(Saved entries)
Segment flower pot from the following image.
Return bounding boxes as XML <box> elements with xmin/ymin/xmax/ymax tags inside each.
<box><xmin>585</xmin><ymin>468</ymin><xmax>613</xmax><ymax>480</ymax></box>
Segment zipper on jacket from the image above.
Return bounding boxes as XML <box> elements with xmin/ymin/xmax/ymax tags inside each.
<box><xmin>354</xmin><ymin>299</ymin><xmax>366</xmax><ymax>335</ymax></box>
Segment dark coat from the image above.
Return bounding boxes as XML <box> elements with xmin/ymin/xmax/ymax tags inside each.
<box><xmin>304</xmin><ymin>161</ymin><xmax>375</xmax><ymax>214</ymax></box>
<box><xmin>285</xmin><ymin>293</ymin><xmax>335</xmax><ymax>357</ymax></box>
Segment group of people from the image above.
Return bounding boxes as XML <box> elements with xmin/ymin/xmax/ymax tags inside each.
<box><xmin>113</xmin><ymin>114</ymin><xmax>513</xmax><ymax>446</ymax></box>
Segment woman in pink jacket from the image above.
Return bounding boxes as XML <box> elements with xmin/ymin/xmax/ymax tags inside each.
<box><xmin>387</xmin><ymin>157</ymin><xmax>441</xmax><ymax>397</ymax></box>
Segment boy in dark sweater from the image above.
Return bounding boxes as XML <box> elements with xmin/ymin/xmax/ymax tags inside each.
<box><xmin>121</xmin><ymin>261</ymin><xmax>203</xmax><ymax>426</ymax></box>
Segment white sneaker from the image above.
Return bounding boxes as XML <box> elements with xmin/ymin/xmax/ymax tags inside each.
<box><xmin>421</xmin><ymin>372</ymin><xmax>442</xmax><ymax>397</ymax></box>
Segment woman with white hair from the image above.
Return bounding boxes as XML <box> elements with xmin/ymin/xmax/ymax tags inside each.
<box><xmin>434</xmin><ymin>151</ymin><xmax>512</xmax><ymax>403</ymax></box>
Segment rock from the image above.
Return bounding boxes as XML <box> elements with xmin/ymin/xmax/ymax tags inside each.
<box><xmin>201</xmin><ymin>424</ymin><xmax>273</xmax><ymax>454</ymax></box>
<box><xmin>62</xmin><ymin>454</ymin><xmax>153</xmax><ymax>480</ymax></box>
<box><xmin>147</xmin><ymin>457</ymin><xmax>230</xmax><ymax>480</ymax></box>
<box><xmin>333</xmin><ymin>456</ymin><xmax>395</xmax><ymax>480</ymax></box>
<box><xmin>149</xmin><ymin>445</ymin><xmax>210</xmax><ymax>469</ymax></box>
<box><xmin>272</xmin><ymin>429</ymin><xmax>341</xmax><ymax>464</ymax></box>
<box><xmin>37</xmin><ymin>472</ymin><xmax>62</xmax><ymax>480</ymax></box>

▸ **WHAT YOU ARE ASKED TO DO**
In the records above, find the lines containing "dark" and copy them.

▸ **RESULT BELOW**
Segment dark coat from the image above.
Segment boy in dark sweater from the image above.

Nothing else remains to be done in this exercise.